• _EXERCISE DESCRIPTION_
Output, with no changes, the span of lines that opens with the line containing "Trace the outline of every instance of the white ceramic" and closes with the last line.

— START SUPPLIED MATERIAL —

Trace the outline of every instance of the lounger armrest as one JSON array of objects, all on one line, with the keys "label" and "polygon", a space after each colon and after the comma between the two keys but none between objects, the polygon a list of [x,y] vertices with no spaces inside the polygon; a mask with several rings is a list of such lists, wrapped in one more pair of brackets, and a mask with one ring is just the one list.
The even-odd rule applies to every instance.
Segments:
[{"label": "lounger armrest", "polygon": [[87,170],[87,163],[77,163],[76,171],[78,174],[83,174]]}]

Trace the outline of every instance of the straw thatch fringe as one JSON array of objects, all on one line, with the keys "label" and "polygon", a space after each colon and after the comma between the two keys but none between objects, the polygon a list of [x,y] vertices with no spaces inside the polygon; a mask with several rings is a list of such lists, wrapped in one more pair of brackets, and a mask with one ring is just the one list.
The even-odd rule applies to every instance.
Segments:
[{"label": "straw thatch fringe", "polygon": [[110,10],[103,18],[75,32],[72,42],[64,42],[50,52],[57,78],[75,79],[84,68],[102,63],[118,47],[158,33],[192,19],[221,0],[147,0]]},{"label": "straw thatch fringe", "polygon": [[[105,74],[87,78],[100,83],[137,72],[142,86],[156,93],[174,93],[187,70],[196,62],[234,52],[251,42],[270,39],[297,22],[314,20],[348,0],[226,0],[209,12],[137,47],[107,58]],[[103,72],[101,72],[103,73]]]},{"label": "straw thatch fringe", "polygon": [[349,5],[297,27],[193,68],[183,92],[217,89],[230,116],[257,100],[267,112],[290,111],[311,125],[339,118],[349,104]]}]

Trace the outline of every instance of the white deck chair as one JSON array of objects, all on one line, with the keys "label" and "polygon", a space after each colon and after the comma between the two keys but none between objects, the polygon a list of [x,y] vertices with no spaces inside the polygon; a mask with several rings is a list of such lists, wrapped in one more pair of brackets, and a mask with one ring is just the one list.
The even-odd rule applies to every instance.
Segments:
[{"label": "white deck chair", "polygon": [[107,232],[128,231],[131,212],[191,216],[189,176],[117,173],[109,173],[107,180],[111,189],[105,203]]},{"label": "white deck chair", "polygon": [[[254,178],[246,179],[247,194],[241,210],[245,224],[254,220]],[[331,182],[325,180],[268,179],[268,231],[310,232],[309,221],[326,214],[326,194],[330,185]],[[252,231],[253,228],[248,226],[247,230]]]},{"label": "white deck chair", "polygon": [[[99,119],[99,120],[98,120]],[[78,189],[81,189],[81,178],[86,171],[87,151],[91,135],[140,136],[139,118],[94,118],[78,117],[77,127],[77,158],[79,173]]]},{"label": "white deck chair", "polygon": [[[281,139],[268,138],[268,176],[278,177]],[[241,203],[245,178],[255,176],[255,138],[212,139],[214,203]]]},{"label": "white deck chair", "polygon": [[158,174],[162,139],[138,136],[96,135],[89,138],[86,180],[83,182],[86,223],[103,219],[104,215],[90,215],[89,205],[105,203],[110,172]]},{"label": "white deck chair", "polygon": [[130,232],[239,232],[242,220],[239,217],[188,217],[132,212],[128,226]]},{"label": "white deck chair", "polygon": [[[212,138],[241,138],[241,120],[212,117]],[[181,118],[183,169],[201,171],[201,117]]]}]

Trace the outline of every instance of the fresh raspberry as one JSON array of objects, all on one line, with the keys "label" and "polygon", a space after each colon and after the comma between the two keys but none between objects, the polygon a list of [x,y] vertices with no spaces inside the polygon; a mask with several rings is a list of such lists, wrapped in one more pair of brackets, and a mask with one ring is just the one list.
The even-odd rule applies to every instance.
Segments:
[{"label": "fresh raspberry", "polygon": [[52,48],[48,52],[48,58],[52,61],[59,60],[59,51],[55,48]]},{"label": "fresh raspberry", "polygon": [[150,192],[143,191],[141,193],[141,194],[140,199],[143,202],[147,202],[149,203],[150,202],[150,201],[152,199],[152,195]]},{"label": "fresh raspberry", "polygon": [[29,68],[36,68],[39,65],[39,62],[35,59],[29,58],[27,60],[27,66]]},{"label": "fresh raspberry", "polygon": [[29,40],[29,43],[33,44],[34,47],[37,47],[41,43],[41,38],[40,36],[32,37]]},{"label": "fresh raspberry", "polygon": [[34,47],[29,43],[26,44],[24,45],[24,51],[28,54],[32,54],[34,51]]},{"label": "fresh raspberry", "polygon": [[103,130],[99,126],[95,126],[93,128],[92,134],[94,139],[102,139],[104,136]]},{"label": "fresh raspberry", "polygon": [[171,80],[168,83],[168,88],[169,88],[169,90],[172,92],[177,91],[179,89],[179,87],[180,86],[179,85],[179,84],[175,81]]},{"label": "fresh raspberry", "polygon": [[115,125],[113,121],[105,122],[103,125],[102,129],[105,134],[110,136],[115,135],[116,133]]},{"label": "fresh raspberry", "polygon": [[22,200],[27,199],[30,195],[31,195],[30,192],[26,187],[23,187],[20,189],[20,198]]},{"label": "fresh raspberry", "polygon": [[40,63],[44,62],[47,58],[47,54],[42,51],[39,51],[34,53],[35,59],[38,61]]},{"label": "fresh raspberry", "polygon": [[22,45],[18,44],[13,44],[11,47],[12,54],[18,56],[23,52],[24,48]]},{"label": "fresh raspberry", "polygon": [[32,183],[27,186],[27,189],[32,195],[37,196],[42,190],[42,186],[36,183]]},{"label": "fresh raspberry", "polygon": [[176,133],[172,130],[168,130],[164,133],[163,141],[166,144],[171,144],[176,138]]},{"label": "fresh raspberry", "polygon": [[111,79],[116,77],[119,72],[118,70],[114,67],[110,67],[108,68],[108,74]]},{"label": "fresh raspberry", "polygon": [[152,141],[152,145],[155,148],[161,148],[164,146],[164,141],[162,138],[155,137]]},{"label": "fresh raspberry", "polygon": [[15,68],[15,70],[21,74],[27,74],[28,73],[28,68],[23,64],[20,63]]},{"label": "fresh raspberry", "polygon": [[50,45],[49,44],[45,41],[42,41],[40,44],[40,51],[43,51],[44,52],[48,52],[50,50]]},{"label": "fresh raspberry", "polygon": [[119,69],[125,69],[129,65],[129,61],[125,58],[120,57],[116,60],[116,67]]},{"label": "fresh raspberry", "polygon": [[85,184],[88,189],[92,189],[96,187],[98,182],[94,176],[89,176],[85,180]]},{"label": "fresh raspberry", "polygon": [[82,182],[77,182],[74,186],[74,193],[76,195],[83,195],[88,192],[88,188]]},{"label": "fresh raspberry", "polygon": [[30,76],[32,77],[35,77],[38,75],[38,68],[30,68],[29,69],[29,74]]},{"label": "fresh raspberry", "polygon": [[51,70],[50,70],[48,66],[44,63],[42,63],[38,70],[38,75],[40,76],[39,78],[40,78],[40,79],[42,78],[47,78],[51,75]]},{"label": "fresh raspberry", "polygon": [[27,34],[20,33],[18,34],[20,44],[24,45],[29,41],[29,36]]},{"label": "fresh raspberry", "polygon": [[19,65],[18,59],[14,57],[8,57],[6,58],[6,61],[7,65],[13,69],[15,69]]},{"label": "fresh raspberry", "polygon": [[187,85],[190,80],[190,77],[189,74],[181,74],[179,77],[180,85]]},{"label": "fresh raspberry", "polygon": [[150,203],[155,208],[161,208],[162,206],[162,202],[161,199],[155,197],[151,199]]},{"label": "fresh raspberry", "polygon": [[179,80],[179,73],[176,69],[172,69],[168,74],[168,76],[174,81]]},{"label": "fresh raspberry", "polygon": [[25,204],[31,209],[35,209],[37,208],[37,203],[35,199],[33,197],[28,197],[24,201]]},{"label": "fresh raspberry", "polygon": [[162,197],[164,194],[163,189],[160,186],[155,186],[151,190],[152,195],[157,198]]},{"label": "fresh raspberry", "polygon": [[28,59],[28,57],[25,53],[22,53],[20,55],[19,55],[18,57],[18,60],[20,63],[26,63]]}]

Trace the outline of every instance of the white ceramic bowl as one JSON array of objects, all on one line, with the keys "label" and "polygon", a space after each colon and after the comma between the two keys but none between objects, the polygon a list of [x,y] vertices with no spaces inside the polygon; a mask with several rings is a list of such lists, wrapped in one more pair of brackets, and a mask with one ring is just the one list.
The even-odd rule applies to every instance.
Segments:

— END SUPPLIED MATERIAL —

• _CORRECT RESULT_
Trace the outline of every instance of the white ceramic bowl as one JSON array of objects, all on one line, with the keys "label" and "polygon", a space after each colon and after the comma between the two keys but none between objects, the polygon a list of [x,y] vertices with no spaces inside the polygon; a mask with several rings is a list of such lists, wrapped in one more pair of brackets, and a mask with one ring is just the one list.
The even-odd rule applies to every instance.
Segments:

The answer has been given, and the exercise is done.